■ Objective ■
Reproduce the data below verbatim, line for line, and leave the pictures out of your answer.

■ Input ■
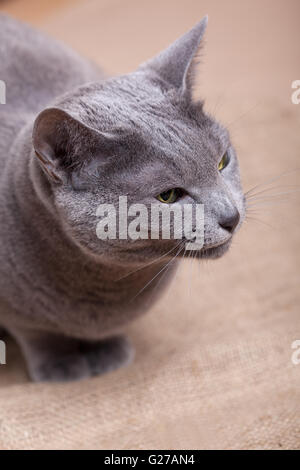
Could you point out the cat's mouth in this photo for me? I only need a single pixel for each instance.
(211, 250)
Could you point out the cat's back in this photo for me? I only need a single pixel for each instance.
(37, 68)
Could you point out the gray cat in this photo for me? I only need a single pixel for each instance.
(70, 140)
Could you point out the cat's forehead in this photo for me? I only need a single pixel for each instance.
(152, 112)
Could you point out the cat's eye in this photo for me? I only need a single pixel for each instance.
(170, 196)
(223, 162)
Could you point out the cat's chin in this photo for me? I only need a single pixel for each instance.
(214, 252)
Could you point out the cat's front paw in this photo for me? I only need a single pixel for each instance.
(90, 359)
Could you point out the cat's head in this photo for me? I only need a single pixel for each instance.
(141, 135)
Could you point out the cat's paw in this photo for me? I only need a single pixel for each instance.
(89, 360)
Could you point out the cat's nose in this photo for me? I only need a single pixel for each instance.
(230, 221)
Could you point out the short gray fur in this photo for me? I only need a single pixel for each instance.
(69, 140)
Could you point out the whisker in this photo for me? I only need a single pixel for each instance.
(151, 280)
(270, 189)
(272, 196)
(149, 264)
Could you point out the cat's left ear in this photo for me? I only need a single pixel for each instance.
(176, 63)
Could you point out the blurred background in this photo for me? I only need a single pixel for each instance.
(213, 366)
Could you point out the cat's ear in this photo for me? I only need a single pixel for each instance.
(176, 63)
(62, 142)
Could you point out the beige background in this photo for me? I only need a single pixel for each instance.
(213, 366)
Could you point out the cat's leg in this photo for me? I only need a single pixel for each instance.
(52, 358)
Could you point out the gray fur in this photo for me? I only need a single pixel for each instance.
(70, 140)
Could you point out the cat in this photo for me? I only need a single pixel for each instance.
(71, 139)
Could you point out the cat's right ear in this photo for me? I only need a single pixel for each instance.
(62, 143)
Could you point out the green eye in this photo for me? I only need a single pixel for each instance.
(223, 162)
(170, 196)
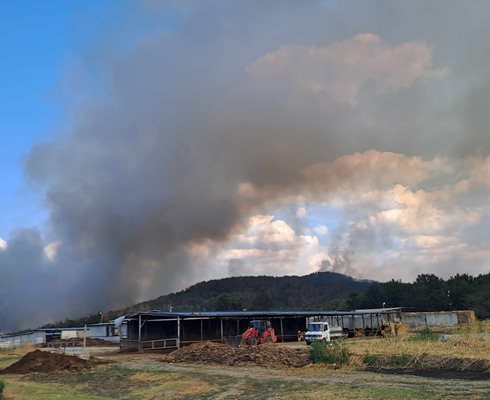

■ Full answer ■
Could you point out the cat's mouth in this photo for me? I only need a single pixel for each instance.
(211, 250)
Could you point out the cat's back in this photo for me? I only need a single pixel for each instance.
(37, 68)
Could you point out the gray cat in this photo for me? I only need a single pixel for each instance.
(70, 140)
Could you point out the cat's forehead in this photo for me? I only need a single pixel for each instance.
(152, 112)
Could you point out the cat's eye in this photo for me? I only need a single pixel for each instance.
(170, 196)
(223, 162)
Could you point out the cat's chin in this photo for me? I only need a single pixel for each instance.
(214, 252)
Could you point out the cat's front paw in this photo for me? I only need a single pixel for each instance.
(90, 359)
Could you point out the cat's head in this photo for me? I only need a single pixel for each instance.
(141, 135)
Could you point out the cat's paw in this photo for me? I only need a single pixel for each instance.
(89, 360)
Could you point out the cat's nose in this photo for me? I only need a single pixel for each instance.
(230, 221)
Could you point out the short gray fur in this photo for me? I only need a single pixel for each instance.
(69, 140)
Could you point out the whisker in this photo for me? I only need a single pixel for each instance.
(151, 280)
(270, 189)
(272, 196)
(149, 264)
Could you point out the cat's left ear in this photo for me? I only need a single pixel for each instance.
(176, 63)
Could you point out the blurred background in this photo for me? I only need a single pixel for each instance.
(213, 366)
Could you point out the cat's ear in this photo for me? I only need a single pixel for each instance.
(176, 63)
(62, 142)
Could you point out the beige background in this photo for me? I only need a single pixel for each instance.
(213, 366)
Could you point out the cat's leg in this photo for me? I only need a single pixel for each instance.
(52, 358)
Could you point out the gray fur in this photo for me? I only need a single pixel for each instance.
(70, 140)
Could you point out the cat in this photo for me? I only need a single pixel for each instance.
(71, 139)
Could you point out the cat's right ear in this photo for me? I only need a single pixel for each instance.
(62, 143)
Could you point out the green eye in this photo for me? I only need a single pixel for each instance.
(223, 162)
(170, 196)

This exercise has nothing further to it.